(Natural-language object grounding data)
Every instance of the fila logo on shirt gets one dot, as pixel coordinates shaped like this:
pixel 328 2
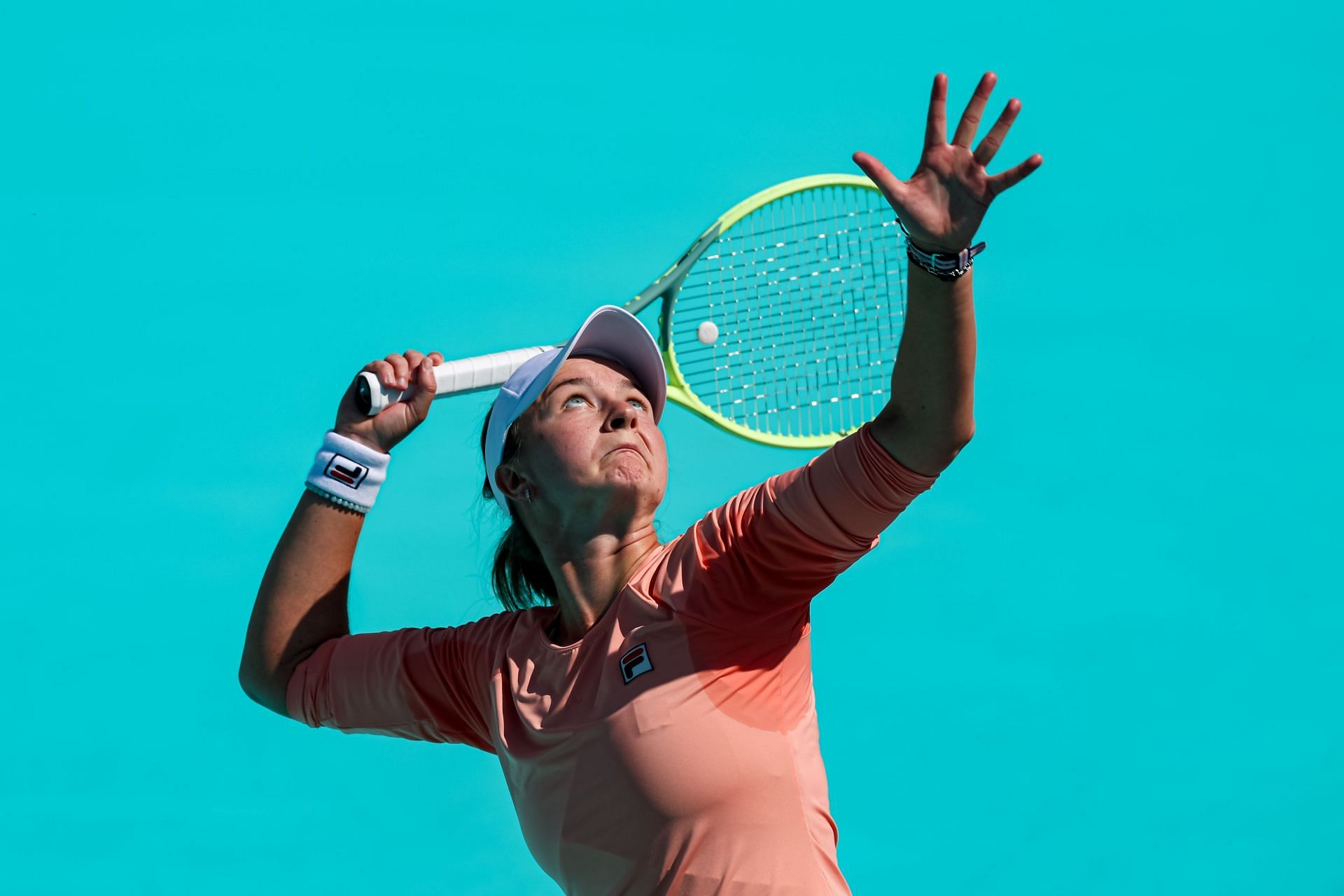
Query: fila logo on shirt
pixel 636 663
pixel 346 470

What is being asked: Exclude the images, then output the data above word for word.

Result of this task:
Every instance of the fila logo on shirt gets one dot, as pixel coordinates shaped like this:
pixel 328 2
Query: fila logo on shirt
pixel 636 663
pixel 346 470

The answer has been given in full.